Provided text:

A trick of the heart
It’s been a while since I’ve had the heart to update Chloe’s story, because the news has been all bad. Terrible really. Heartbreaking.
Just before Christmas, Chloe’s vet diagnosed her with atril fibrillation – the atrium of her heart didn’t pump with a steady rythm. Bad news, but not ... well ... deadly. As winter stretched on, I began to notice that she couldn’t keep up with us on walks. Her breathing, even when sleeping, seemed labored. Sometimes, it looked like her heart was going to jump right out of her chest.
Back to the vet. This time, everything was worse. Chloe’s heart doesn’t beat, it flips and flutters and winks and shudders. X-rays showed that her heart is enlarged – it all added up to cardiomyopathy and congestive heart failure. Her arrythemia was so bad that she could literally drop dead – "sudden death" they call it. And, if she didn’t die of a massive heart attack or stroke, congestive heart failure would sap her energy, fill her lungs and belly with fluid and make her flesh melt off her bones.
There are drugs – enzymes and diruretics, ACE inhibitors – that would buy time, but solemnly, Dr. McLean would only say, "the prognosis is ... poor."

Actions to take:
(A) Copy the passage about Chloe's heart word for word, from "A trick of the" up to and including "Terrible really. Heartbreaking.".
(B) Write the next part of the account of Chloe's heart condition, picking up after its final sentence.

Material supplied:
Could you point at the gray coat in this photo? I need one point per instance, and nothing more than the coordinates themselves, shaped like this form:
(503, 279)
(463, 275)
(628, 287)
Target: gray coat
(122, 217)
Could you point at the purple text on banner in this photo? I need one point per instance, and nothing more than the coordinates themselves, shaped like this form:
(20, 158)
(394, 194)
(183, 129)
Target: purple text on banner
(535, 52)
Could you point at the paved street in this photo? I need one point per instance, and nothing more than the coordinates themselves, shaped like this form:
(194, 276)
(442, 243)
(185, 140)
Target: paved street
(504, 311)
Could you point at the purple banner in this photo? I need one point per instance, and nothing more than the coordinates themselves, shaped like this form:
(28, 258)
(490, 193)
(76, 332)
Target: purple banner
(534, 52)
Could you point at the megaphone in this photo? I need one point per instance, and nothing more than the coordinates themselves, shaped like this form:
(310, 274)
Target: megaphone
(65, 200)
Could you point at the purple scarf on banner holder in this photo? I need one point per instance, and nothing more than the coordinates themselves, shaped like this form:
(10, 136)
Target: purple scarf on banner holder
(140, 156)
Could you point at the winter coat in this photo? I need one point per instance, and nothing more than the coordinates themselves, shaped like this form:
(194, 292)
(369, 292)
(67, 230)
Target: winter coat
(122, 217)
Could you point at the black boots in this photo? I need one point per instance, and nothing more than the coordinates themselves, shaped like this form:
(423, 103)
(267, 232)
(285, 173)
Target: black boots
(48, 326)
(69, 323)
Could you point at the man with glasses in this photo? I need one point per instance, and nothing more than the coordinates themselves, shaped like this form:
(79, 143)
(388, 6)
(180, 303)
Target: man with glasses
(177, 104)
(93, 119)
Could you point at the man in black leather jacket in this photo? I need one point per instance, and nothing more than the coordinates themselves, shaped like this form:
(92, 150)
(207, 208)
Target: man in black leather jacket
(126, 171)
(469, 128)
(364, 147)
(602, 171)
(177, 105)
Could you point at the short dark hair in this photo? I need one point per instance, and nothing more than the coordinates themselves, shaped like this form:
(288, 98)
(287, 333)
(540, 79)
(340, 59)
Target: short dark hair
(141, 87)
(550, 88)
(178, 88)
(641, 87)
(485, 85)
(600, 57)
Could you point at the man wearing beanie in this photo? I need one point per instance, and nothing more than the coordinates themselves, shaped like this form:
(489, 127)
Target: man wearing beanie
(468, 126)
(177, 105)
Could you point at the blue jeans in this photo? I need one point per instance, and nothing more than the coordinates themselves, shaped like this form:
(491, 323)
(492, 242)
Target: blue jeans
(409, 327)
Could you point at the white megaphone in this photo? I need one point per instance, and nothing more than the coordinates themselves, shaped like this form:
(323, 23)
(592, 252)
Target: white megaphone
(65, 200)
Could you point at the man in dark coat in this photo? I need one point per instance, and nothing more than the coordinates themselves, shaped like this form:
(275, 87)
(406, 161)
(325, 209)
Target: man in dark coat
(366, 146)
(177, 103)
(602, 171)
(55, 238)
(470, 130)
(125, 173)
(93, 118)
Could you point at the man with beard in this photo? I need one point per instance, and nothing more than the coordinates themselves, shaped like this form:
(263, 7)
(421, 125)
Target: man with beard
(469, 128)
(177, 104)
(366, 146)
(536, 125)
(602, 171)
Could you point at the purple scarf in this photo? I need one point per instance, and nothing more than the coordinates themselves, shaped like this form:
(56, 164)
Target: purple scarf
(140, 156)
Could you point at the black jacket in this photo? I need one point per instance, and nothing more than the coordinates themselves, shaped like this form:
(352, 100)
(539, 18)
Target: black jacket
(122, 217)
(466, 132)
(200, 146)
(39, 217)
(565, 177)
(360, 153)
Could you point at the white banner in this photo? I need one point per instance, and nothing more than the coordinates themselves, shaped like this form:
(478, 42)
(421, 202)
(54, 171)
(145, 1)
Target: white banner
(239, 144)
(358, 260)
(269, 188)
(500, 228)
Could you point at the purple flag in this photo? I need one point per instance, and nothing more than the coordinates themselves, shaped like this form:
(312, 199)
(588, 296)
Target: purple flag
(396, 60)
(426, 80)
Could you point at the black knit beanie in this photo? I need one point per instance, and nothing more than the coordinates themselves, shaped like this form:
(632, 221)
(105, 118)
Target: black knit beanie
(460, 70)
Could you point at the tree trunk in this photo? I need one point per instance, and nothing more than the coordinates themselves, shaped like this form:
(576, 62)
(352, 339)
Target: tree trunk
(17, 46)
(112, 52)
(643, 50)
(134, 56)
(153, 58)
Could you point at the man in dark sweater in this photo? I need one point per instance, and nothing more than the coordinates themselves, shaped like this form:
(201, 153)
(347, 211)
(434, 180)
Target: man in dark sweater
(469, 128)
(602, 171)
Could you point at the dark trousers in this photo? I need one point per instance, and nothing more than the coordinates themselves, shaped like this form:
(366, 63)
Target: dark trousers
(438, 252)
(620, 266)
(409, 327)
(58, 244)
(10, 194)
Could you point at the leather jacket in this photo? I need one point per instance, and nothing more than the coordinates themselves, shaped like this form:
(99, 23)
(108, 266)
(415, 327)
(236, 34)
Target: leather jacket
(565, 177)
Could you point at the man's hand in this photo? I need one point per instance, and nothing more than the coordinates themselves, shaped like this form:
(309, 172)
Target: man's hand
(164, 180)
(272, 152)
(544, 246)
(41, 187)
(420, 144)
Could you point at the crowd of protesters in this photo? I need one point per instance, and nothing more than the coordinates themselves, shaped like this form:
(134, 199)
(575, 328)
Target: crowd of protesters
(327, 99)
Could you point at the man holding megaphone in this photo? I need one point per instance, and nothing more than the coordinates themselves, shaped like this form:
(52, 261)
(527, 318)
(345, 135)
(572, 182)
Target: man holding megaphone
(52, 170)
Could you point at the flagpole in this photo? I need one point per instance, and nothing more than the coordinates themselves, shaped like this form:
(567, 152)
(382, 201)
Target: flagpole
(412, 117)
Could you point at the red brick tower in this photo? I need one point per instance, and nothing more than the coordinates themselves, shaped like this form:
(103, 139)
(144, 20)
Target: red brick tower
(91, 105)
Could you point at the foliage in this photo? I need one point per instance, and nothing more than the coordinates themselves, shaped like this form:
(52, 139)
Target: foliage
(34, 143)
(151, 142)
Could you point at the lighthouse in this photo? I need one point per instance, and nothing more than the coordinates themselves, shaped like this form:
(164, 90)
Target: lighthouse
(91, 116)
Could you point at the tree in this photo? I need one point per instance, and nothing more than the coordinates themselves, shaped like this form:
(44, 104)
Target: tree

Responses by task:
(A)
A trick of the heart
It’s been a while since I’ve had the heart to update Chloe’s story, because the news has been all bad. Terrible really. Heartbreaking.

(B)
So. Chloe’s going to die. And it’s going to be sooner than later. We beat heartworms. We beat ear infections and gooky eyes. We beat demodex mange. We beat systemic infections. We would not be able to beat this – a heart that wouldn’t beat right.
Who in their right mind would adopt Chloe now? Who would adopt a dog only to watch it waste away and die in months, or maybe weeks ... or even, in the blink of an eye.
Chloe looked at me with bright, shiny black eyes ... fur growing here and there around patches that would always be bald. What she said – from her heart to mine – was this -- you would. And so. I did.
I’d like to introduce Chloe Moser – digger of monster holes, friend of cats, a dog that always sleeps sideways in my bed, who has endured so much and never gives up.
To look at Chloe as she prances from left to right foot when I get home, who still races through the upstairs bedrooms before leaping onto my bed and whipping around in circles that churn the bedclothes – you would never guess that she was a dog about to drop dead.